Records drawn from a dataset –

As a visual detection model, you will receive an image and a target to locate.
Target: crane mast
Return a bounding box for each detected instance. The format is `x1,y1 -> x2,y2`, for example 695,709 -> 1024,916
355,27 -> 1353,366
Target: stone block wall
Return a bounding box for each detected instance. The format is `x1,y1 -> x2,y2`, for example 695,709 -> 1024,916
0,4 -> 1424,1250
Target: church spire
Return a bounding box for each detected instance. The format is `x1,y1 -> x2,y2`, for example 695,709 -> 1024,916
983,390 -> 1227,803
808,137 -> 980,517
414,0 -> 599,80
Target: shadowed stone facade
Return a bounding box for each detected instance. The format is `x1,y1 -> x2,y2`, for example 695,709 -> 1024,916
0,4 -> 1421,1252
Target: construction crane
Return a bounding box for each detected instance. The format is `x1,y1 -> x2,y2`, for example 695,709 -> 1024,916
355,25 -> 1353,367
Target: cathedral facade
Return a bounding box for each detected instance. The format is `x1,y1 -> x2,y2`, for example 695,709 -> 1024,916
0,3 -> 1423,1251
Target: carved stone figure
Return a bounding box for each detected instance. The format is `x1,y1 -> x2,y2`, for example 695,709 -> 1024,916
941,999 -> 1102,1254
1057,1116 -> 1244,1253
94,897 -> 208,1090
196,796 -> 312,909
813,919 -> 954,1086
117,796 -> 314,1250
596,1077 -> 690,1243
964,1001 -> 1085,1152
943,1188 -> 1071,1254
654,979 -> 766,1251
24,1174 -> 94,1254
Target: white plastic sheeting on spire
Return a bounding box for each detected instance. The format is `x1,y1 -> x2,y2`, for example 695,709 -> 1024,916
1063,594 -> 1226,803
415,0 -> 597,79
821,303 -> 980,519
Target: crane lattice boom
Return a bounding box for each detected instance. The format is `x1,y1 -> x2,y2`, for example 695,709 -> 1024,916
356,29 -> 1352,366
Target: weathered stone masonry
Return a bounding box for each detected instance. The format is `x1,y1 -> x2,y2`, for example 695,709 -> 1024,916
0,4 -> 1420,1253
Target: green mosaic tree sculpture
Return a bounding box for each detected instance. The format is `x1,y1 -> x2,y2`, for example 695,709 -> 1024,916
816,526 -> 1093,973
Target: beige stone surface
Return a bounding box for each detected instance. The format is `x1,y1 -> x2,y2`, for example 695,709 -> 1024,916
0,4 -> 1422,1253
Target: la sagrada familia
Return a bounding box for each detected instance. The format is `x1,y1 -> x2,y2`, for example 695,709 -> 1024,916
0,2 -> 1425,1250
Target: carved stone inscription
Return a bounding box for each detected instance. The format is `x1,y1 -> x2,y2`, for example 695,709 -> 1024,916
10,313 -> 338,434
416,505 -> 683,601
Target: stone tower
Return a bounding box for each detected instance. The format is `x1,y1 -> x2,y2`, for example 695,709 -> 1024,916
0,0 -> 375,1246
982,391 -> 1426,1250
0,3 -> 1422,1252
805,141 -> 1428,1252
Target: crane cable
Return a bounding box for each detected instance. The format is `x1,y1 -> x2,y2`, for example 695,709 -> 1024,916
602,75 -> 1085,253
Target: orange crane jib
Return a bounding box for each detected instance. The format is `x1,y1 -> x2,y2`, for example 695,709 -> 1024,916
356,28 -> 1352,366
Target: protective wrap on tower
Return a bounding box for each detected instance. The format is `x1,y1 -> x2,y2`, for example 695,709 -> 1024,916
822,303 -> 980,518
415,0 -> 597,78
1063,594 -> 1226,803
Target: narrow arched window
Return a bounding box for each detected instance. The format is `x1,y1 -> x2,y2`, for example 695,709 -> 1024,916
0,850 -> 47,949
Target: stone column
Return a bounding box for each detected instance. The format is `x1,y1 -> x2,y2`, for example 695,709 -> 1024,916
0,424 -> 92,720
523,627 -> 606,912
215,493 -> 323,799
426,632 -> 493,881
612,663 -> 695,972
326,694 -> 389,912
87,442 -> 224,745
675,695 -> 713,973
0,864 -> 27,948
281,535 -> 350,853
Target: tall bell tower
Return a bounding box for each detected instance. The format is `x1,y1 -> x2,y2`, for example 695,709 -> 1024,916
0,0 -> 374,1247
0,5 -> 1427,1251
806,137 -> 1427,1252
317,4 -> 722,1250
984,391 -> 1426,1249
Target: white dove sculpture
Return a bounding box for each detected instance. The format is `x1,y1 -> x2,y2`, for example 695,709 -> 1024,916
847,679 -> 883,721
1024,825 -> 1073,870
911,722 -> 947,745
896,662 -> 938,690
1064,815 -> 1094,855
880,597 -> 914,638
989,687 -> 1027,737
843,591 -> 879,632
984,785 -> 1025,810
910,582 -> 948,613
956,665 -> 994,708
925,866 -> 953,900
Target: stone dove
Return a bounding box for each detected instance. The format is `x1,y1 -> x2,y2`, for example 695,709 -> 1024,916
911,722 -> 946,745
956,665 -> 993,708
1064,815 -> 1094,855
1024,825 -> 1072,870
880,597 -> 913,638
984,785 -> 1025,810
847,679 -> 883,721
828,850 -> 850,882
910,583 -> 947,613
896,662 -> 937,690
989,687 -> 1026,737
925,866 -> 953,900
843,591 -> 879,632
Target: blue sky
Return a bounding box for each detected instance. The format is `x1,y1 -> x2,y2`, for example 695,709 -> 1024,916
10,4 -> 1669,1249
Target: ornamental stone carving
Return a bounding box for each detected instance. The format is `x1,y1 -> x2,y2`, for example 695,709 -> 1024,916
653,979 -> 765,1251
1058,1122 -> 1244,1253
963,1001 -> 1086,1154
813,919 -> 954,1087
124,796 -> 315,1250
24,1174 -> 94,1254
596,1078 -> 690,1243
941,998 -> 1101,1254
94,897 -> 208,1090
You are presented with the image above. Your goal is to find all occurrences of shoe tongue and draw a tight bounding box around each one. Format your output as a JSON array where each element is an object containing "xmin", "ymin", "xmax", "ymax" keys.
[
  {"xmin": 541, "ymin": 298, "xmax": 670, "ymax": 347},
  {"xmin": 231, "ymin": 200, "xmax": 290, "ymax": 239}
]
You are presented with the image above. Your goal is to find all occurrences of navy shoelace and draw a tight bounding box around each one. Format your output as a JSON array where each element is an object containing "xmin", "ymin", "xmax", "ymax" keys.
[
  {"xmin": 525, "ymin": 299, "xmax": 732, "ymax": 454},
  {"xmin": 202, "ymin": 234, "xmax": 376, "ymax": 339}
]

Task prompt – Transcribe the records above exactly, from the opening line down to and including the line with "Target: beige stone surface".

Output of the exercise –
As a visual detection model, you will receive an image and a target to locate.
Target: crane mast
Return a bounding box for each detected instance. The format is `x1,y1 -> x2,y2`, for example 695,709 -> 1024,916
355,27 -> 1353,366
Target: stone block wall
Return a bounding box for each detected instance. The format is `x1,y1 -> x2,y2`, for example 695,709 -> 1024,916
0,4 -> 1424,1250
Target: church spire
Return a bounding box for each detected instance. The format is `x1,y1 -> x2,y2`, for example 695,709 -> 1024,916
983,390 -> 1227,803
808,137 -> 980,517
414,0 -> 599,80
Target: shadowed stone facade
Return a bounding box for each detected instance. The format is `x1,y1 -> x2,y2`, for example 695,709 -> 1024,916
0,4 -> 1421,1252
Target: construction crane
Return a bounding box for each detected instance. The format is `x1,y1 -> x2,y2`, for example 695,709 -> 1024,916
355,25 -> 1353,367
Target: cathedral facade
Return a bounding box for each detected instance. The format is `x1,y1 -> x2,y2`, for example 695,709 -> 1024,916
0,3 -> 1423,1251
Target: carved stone figure
Return a bounding box for each detected instance. The format is `x1,y1 -> x2,y2`, for example 695,709 -> 1024,916
941,999 -> 1102,1254
1057,1116 -> 1244,1253
94,897 -> 208,1090
196,796 -> 312,909
813,919 -> 954,1086
117,796 -> 314,1250
596,1077 -> 690,1243
964,1001 -> 1085,1152
943,1188 -> 1071,1254
654,979 -> 766,1251
24,1174 -> 94,1254
Target: white plastic sheeting on spire
Return a bounding box for each detected instance. The format is `x1,y1 -> x2,y2`, for example 695,709 -> 1024,916
1063,594 -> 1226,803
415,0 -> 597,79
821,303 -> 980,519
Target: crane lattice boom
Return a bounding box for each detected instance. The format is `x1,y1 -> x2,y2`, for example 695,709 -> 1024,916
356,29 -> 1352,366
Target: weathered stone masonry
Return a bounding box for each detected instance. The format is `x1,y1 -> x2,y2`, for example 695,709 -> 1024,916
0,4 -> 1420,1253
Target: green mosaic tree sculpture
Return a bounding box for each detected instance. The format is `x1,y1 -> x2,y2`, for example 695,709 -> 1024,916
816,526 -> 1093,973
Target: beige stone surface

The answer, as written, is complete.